Return each line of the listing below, unchanged, and omit the images.

*** EXERCISE MATERIAL ***

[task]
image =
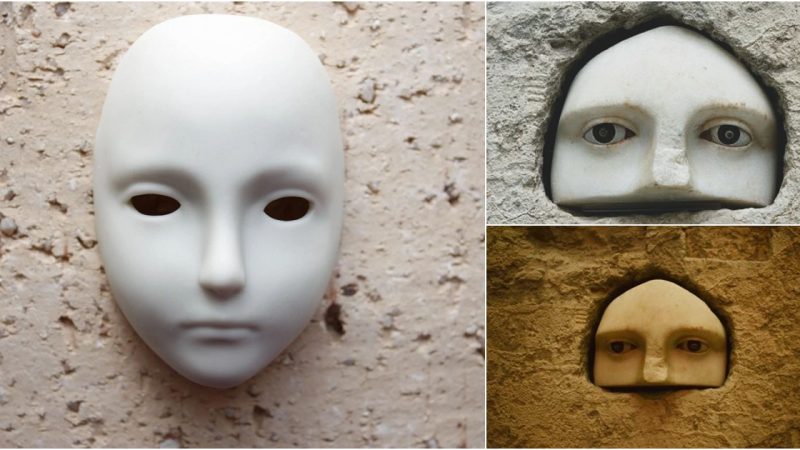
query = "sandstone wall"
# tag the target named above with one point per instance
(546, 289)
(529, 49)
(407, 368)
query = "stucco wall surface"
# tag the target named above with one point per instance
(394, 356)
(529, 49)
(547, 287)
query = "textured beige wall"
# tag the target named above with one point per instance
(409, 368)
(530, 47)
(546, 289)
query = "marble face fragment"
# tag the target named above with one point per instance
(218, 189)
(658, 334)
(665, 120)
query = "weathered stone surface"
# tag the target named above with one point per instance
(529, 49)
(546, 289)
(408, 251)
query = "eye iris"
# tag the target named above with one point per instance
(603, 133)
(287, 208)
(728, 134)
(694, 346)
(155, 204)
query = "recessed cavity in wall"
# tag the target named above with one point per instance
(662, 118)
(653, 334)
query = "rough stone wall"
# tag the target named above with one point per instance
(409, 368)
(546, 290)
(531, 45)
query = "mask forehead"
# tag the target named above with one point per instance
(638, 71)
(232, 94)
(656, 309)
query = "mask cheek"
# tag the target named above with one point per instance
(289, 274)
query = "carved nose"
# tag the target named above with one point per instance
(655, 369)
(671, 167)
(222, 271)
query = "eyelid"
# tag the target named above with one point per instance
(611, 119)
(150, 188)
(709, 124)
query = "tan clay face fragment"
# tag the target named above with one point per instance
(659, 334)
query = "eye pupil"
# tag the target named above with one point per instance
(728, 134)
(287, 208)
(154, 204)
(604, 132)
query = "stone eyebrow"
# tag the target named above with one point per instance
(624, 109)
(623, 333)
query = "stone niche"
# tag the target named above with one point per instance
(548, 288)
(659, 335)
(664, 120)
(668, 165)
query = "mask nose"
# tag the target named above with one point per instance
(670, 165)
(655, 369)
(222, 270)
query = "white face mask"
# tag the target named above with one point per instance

***

## COMPLETED TASK
[task]
image =
query = "sandstone wall"
# tag the target named above with one point per instance
(546, 289)
(529, 49)
(407, 368)
query = "stucco wall surface"
# tag the target named above with one point per instance
(394, 356)
(529, 49)
(547, 287)
query = "textured beige wall"
# tag the target named above with one point per instance
(409, 368)
(530, 47)
(546, 289)
query = "marble face fragment"
# tag the target named above with one point per instance
(218, 189)
(658, 334)
(665, 120)
query = "weathered stone surface"
# tag the target named above with one point per instance
(529, 49)
(546, 289)
(408, 251)
query = "eye iris"
# tag the target named above with one point per instance
(603, 133)
(287, 208)
(728, 134)
(694, 346)
(155, 204)
query = "recessed cavity in wall"
# tag the target named above with one point per instance
(662, 118)
(653, 334)
query = "rough stone wall"
# tag the target named above with one point per instance
(409, 368)
(546, 290)
(531, 45)
query = "mask forehead"
# tag the target named above with one point per instance
(638, 71)
(232, 94)
(656, 309)
query = "mask cheek"
# tag the target named above with one point per instance
(289, 274)
query = "carved nose"
# tag the target named above with one point per instance
(655, 369)
(671, 167)
(222, 271)
query = "eyelid"
# tag the target named above with one point per instance
(611, 119)
(150, 188)
(709, 124)
query = "tan clay face fragment"
# tag the target named above with one point per instance
(659, 334)
query = "eye pupil"
# tag the target named above with one point per instance
(728, 134)
(287, 208)
(154, 204)
(604, 132)
query = "stone eyebrow"
# tag the target named above with one point per instance
(624, 109)
(623, 333)
query = "stone niche"
# tag the target named above with one point per instance
(548, 288)
(659, 335)
(664, 120)
(668, 165)
query = "mask nose"
# tag the target named above with one point per instance
(670, 165)
(655, 369)
(222, 270)
query = "white face mask"
# tag the target named above with one point per instance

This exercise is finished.